**Source information**
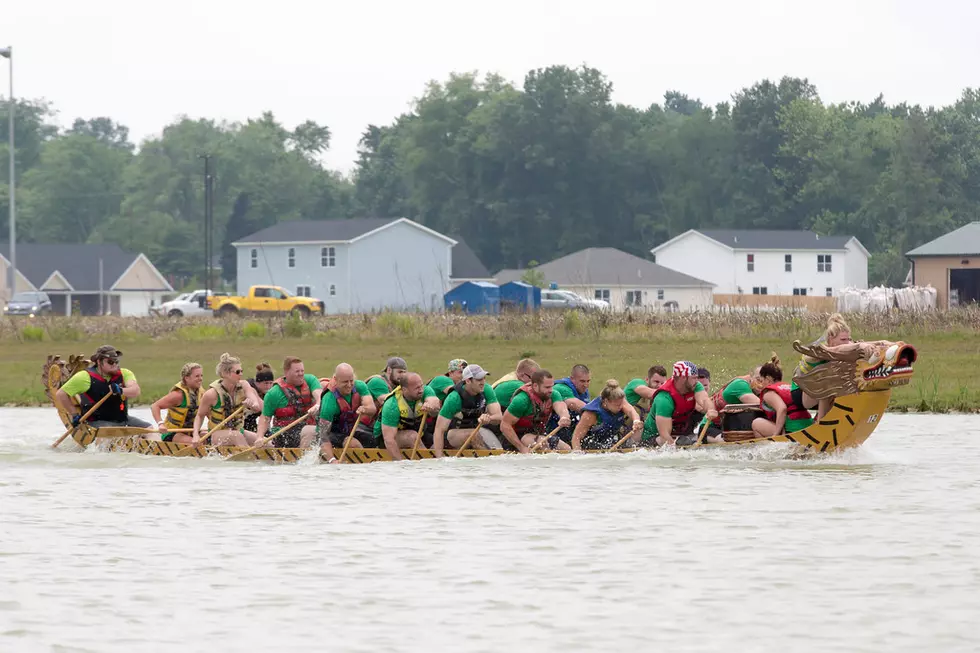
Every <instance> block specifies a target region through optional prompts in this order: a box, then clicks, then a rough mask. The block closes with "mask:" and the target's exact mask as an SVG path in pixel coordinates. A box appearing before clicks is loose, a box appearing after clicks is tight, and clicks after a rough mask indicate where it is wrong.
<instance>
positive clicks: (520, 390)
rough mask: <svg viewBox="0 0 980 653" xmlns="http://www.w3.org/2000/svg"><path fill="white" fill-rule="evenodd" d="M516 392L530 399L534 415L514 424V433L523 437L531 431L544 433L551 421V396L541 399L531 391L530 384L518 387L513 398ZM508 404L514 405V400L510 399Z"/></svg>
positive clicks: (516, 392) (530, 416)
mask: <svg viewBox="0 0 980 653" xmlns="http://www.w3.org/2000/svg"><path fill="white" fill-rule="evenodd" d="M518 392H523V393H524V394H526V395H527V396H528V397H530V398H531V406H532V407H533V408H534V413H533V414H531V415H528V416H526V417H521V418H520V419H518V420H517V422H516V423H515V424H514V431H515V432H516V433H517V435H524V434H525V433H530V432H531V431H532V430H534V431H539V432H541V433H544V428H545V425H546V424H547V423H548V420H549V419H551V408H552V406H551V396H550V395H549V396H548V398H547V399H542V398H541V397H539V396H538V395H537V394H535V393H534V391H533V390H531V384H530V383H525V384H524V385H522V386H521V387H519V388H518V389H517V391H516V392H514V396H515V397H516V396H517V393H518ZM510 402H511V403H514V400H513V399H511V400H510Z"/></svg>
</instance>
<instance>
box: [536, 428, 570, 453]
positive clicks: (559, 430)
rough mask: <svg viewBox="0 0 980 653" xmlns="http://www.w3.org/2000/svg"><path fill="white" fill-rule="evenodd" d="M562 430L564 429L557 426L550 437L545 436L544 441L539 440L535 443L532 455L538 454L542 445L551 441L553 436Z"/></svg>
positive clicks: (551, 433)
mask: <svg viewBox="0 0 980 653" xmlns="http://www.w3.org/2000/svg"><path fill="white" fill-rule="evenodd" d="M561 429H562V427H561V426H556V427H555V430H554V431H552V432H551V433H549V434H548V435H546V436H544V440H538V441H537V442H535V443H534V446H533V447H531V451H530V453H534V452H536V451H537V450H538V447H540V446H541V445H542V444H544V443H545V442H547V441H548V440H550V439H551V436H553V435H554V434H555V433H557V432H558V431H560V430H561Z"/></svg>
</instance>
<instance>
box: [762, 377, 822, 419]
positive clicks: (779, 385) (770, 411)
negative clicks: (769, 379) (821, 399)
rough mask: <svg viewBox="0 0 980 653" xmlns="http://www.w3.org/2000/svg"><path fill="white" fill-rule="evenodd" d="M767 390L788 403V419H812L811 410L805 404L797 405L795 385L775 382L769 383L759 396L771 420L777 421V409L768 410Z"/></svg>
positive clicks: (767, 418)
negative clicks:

**Required work**
Although the records contain pictures, print only the rest, exactly as written.

**Response to the exercise**
Every <instance> block specifies a target region through optional prompts in this order: a box, then clicks, then a rough mask. The block closes with "mask:" and the target's exact mask as an SVG path in pixel coordinates. A box appearing before clicks is loose, a box appearing after clicks is tight, and clicks after a rough mask indicate where it is wrong.
<instance>
positive clicks: (520, 390)
rough mask: <svg viewBox="0 0 980 653" xmlns="http://www.w3.org/2000/svg"><path fill="white" fill-rule="evenodd" d="M516 392L530 399L534 415L514 424V433L523 437L531 431L544 433L551 421V396L541 399L531 391L530 384L518 387L513 398ZM508 404L514 405V400L510 399Z"/></svg>
positive clicks: (516, 392) (530, 416)
mask: <svg viewBox="0 0 980 653" xmlns="http://www.w3.org/2000/svg"><path fill="white" fill-rule="evenodd" d="M518 392H523V393H524V394H526V395H527V396H528V397H530V398H531V406H532V407H533V408H534V413H533V414H531V415H528V416H526V417H521V418H520V419H518V420H517V422H516V423H515V424H514V431H515V432H516V433H517V435H524V434H525V433H530V432H531V431H532V430H534V431H539V432H541V433H544V428H545V425H546V424H547V423H548V420H549V419H551V408H552V406H551V396H550V395H549V396H548V398H547V399H542V398H541V397H539V396H538V395H537V394H535V393H534V391H533V390H531V384H530V383H525V384H524V385H522V386H521V387H519V388H518V389H517V391H516V392H514V396H515V397H516V396H517V393H518ZM510 402H511V403H514V400H513V399H511V400H510Z"/></svg>
</instance>
<instance>
box: [536, 428, 570, 453]
positive clicks: (559, 430)
rough mask: <svg viewBox="0 0 980 653" xmlns="http://www.w3.org/2000/svg"><path fill="white" fill-rule="evenodd" d="M562 430L564 429L557 426L550 437L545 436L544 441L539 440L535 443L532 455L538 454L542 445L551 441L553 436Z"/></svg>
positive clicks: (551, 433)
mask: <svg viewBox="0 0 980 653" xmlns="http://www.w3.org/2000/svg"><path fill="white" fill-rule="evenodd" d="M561 429H562V427H561V426H556V427H555V430H554V431H552V432H551V433H549V434H548V435H546V436H544V440H538V441H537V442H535V443H534V446H533V447H531V451H530V453H534V452H536V451H537V450H538V447H540V446H541V445H542V444H544V443H545V442H547V441H548V440H550V439H551V436H553V435H554V434H555V433H557V432H558V431H560V430H561Z"/></svg>
</instance>
<instance>
box: [762, 377, 822, 419]
positive clicks: (779, 385) (770, 411)
negative clicks: (769, 379) (821, 399)
rough mask: <svg viewBox="0 0 980 653" xmlns="http://www.w3.org/2000/svg"><path fill="white" fill-rule="evenodd" d="M767 390L788 403V419H812L811 410L805 404L797 405L795 385L775 382L769 383L759 396L771 420L777 421V409L768 410Z"/></svg>
positive clicks: (767, 418)
negative clicks:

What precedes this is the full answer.